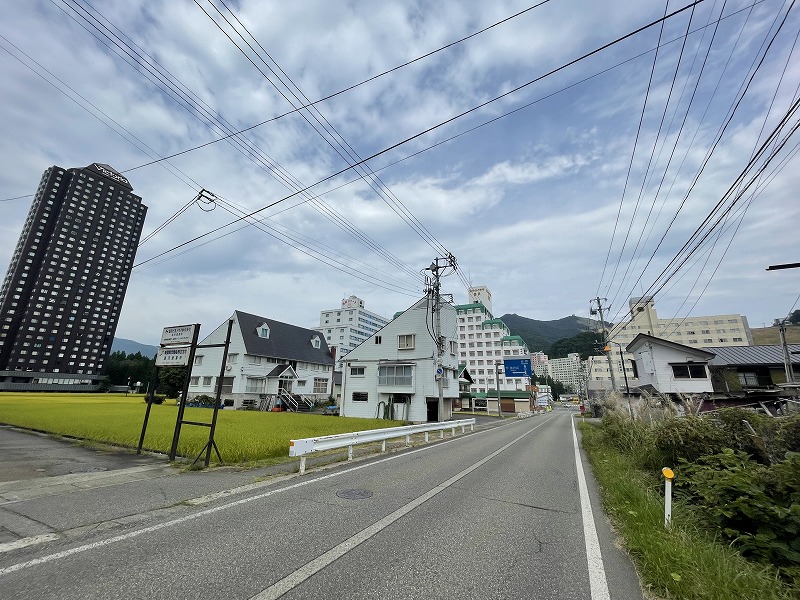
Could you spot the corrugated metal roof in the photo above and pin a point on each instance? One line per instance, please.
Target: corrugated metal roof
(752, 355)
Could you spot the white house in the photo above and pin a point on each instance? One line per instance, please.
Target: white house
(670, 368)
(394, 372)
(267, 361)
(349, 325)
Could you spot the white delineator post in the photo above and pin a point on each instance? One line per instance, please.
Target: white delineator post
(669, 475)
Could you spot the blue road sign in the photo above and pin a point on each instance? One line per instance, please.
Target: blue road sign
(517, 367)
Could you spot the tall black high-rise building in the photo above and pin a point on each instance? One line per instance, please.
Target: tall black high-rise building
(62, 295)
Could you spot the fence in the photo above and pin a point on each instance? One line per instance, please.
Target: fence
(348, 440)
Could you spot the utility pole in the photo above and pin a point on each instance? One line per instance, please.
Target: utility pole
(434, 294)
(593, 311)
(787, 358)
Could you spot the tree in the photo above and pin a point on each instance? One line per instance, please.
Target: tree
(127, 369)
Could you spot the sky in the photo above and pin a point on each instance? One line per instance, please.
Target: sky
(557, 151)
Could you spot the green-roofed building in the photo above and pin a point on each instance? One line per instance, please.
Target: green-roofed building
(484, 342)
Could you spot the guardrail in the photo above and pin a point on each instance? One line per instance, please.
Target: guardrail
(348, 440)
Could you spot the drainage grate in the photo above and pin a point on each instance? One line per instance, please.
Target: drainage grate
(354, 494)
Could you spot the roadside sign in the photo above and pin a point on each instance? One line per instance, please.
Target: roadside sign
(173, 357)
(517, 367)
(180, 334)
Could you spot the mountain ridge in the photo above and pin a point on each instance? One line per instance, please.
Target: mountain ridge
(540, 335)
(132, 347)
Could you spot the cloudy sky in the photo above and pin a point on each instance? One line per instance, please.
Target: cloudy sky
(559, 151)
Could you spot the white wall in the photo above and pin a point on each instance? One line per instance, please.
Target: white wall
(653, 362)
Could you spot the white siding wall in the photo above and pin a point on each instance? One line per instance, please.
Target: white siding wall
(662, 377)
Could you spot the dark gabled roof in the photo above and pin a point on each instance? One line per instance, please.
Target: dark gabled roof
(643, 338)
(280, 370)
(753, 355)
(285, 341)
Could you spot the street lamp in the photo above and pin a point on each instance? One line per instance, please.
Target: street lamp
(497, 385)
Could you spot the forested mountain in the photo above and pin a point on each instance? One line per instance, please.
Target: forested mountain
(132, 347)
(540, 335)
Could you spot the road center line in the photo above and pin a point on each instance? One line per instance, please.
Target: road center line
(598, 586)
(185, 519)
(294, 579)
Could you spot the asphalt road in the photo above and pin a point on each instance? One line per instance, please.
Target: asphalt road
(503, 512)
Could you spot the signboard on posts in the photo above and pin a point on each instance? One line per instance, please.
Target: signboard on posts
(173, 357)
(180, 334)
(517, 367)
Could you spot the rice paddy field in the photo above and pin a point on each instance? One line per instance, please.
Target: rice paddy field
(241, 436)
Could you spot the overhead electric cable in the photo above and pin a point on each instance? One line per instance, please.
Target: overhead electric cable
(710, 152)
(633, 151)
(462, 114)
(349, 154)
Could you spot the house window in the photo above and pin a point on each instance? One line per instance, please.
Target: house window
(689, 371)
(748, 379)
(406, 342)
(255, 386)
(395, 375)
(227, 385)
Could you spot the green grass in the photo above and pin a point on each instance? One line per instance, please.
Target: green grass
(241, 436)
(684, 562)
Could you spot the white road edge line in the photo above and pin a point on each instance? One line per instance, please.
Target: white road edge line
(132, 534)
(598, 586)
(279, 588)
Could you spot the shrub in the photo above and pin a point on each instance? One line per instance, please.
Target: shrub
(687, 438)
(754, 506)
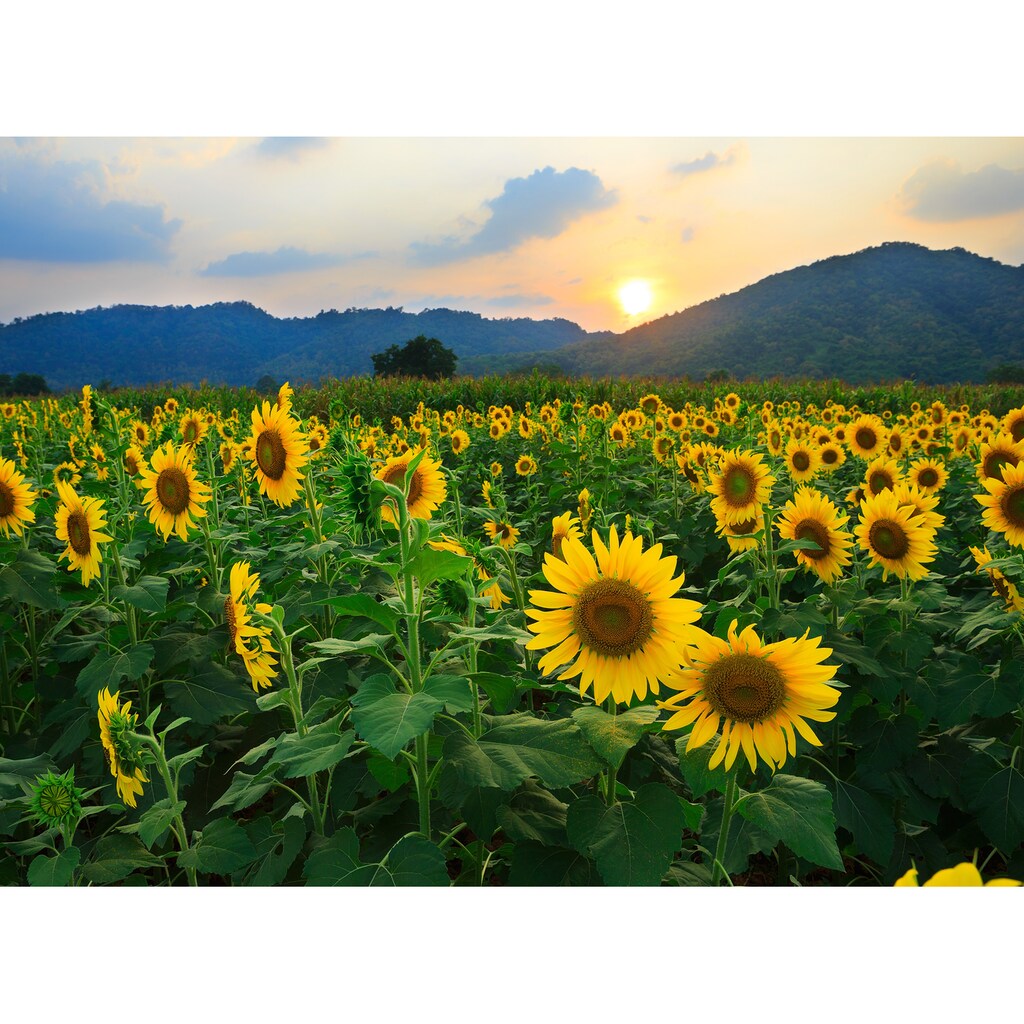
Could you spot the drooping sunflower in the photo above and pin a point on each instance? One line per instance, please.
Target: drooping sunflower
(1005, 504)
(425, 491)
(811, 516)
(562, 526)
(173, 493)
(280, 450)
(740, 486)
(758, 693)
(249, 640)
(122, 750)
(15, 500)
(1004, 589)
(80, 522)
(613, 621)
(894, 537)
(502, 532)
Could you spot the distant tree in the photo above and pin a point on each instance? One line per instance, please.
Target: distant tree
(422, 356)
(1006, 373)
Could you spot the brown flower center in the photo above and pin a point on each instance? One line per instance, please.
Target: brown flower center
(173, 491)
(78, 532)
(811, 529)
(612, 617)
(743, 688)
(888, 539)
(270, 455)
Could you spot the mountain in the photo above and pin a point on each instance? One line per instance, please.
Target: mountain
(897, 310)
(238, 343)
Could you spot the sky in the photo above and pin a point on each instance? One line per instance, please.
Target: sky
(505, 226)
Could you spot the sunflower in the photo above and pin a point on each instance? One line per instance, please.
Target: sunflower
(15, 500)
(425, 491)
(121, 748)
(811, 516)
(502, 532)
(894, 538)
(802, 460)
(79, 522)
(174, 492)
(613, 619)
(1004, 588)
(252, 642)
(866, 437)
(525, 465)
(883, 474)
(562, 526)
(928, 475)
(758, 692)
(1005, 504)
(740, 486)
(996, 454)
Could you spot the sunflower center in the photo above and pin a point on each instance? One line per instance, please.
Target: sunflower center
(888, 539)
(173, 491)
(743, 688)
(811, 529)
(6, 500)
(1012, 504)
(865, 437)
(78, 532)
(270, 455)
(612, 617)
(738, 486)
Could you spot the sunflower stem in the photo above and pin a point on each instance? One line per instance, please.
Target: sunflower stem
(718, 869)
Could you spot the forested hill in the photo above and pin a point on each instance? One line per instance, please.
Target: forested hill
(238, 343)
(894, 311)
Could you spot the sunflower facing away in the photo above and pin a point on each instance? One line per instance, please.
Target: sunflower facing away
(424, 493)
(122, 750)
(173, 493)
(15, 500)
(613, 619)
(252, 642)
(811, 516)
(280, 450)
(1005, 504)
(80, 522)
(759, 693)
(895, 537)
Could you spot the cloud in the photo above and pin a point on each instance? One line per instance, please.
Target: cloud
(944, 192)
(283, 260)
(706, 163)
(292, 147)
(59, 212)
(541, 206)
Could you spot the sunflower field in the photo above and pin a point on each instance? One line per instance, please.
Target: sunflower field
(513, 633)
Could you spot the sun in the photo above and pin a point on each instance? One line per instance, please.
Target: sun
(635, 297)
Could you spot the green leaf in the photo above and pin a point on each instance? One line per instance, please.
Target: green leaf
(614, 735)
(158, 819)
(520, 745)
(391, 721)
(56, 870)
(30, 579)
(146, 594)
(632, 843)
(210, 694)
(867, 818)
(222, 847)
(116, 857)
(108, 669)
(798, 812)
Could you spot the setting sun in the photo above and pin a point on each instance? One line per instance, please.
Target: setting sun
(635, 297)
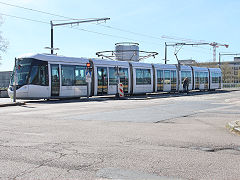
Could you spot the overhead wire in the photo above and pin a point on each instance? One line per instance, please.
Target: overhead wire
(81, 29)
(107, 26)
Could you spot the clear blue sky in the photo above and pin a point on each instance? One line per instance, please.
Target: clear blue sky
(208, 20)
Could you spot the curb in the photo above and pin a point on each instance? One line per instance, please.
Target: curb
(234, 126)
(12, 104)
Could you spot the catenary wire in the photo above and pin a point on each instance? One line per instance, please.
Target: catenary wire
+--
Would you show each line of the listing above that has the string "catenary"?

Could you spot the catenary wire in the photo above and pin a point on each instance? One line per instance, please.
Target: catenary wire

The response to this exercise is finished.